#### Data supplied:
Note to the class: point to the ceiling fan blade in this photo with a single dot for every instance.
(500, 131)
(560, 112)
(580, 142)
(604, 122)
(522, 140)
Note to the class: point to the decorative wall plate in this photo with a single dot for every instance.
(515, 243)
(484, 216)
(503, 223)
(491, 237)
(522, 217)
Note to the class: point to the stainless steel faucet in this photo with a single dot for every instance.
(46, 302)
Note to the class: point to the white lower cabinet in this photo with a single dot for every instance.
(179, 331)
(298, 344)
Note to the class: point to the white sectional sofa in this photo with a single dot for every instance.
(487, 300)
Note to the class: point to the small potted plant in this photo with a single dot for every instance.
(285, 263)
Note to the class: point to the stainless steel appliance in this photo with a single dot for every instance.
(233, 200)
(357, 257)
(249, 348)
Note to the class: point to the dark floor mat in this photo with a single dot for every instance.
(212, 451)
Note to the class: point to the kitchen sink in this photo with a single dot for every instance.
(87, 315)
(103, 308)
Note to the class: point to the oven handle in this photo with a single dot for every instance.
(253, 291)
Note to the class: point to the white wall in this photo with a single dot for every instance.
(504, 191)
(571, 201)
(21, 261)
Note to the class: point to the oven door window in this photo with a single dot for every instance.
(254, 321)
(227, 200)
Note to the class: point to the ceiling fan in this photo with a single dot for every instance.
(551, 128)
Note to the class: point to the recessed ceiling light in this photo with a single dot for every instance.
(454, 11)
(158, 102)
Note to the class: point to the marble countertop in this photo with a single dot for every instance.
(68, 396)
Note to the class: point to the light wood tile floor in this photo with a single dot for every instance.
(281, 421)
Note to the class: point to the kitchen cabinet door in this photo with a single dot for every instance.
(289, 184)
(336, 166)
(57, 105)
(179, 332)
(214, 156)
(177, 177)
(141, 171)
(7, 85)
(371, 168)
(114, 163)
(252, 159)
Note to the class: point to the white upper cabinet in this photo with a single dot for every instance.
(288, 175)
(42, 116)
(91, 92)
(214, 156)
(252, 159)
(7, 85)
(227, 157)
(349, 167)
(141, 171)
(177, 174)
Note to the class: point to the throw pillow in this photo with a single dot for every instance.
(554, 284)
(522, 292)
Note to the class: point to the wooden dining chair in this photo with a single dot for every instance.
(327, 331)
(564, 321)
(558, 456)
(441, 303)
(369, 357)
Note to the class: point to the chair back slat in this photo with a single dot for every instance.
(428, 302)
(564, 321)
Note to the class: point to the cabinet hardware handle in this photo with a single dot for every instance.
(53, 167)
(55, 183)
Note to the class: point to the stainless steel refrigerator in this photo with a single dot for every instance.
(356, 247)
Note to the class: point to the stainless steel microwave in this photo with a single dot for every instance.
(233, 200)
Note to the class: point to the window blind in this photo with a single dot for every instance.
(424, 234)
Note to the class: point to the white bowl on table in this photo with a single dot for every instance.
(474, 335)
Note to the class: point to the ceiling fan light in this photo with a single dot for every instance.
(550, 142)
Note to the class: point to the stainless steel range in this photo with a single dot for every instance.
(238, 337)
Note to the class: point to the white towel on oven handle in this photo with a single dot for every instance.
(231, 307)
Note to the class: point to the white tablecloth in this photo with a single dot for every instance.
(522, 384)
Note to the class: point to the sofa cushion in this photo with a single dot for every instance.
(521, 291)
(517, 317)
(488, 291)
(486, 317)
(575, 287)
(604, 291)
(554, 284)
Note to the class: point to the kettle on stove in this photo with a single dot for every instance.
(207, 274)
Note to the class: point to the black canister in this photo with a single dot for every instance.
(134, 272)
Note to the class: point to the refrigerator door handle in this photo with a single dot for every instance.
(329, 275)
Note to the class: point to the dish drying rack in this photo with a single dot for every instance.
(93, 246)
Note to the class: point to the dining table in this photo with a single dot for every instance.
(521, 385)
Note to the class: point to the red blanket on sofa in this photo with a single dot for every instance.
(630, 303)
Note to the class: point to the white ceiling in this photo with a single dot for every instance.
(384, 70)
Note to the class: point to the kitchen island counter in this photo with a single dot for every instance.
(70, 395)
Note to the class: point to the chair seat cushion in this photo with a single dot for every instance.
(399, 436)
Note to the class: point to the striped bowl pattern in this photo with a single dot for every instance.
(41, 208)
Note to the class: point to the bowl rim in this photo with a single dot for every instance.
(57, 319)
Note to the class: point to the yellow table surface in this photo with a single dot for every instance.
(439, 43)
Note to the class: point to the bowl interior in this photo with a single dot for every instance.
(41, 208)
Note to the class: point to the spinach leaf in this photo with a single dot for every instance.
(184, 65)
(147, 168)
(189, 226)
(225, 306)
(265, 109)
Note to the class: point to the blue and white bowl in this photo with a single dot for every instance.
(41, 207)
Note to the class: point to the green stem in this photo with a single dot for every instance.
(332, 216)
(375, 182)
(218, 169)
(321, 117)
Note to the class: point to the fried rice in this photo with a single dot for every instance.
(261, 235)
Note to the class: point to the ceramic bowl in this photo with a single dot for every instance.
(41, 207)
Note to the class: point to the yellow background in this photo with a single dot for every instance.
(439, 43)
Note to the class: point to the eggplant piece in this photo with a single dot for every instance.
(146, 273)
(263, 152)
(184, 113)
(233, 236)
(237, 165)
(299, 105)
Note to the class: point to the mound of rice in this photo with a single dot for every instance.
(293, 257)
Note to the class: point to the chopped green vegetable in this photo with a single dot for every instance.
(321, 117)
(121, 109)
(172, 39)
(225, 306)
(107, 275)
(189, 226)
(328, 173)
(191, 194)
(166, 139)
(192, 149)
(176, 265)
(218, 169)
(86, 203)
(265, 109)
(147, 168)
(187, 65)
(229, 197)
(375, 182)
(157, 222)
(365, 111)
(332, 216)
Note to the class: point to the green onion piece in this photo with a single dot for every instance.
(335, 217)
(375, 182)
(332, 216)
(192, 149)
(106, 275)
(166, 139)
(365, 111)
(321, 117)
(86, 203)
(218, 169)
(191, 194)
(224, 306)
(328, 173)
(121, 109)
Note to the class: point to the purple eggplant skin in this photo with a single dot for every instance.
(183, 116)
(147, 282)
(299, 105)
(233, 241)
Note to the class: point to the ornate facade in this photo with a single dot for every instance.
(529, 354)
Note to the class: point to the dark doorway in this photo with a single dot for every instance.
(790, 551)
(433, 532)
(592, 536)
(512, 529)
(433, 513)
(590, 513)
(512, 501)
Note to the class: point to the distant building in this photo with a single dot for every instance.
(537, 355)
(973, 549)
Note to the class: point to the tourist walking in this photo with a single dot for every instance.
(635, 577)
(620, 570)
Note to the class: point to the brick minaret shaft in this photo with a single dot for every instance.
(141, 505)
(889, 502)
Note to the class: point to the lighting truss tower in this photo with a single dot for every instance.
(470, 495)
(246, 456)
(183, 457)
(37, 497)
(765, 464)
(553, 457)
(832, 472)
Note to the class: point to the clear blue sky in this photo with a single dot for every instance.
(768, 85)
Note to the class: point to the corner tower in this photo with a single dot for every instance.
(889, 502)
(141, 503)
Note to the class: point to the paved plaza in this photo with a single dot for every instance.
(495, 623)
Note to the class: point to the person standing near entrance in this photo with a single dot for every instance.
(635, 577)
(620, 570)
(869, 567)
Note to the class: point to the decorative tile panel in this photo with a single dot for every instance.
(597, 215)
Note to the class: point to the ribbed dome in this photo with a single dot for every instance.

#### Problem to work on:
Reproduce verbatim every line of the records, from the line containing "Note to the class: point to the paved" through the final line.

#### Result of this task:
Note to the class: point to the paved plaza in this photo with a single dot for every instance.
(495, 623)
Note to the class: point to the person standing near entrance in this photo with a single dot for every instance.
(635, 577)
(620, 570)
(869, 567)
Note to the class: point to the decorative tile panel in this photo with a single dot for every instance.
(597, 215)
Note to the class: point to the ribbed dome in this photo with a single dot for every instance.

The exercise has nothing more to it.